Records from a collection:
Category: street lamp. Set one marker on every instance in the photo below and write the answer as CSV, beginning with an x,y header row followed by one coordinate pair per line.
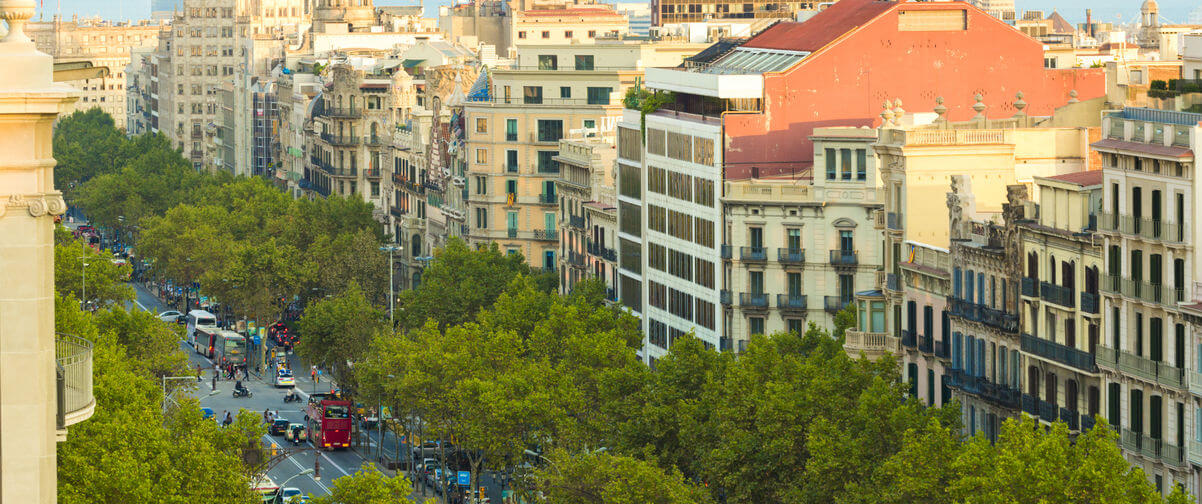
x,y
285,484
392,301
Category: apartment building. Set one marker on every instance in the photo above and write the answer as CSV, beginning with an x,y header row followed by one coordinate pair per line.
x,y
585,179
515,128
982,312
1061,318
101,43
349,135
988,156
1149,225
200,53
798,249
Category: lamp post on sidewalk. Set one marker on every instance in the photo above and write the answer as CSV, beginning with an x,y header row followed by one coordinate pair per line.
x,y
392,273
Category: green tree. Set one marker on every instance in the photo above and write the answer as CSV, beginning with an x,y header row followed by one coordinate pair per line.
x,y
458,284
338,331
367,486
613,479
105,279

* **Work instructions**: Look above for the line containing "Category: apartment building.". From there to the final line of the entries, repeat every line exactly.

* **Exercise solution**:
Category: apartment building. Set one marker on every instance in the photo above and write the answer as CSV, beginning with an x,y header row followed by one coordinate pair per line.
x,y
585,179
515,128
982,312
1061,318
101,43
349,135
988,156
1149,225
200,53
798,249
Category: lamp post on sidewalk. Set one marker on every instance in the photo above and write the answer as CSV, beginning with an x,y header row followed by one coordinate pair per line.
x,y
392,273
Category: green tree. Set one marker on every instance in the photo above and write the answer as CSV, beginning with an x,y header row followed by one coordinate pair per line.
x,y
458,284
338,331
367,486
613,479
105,279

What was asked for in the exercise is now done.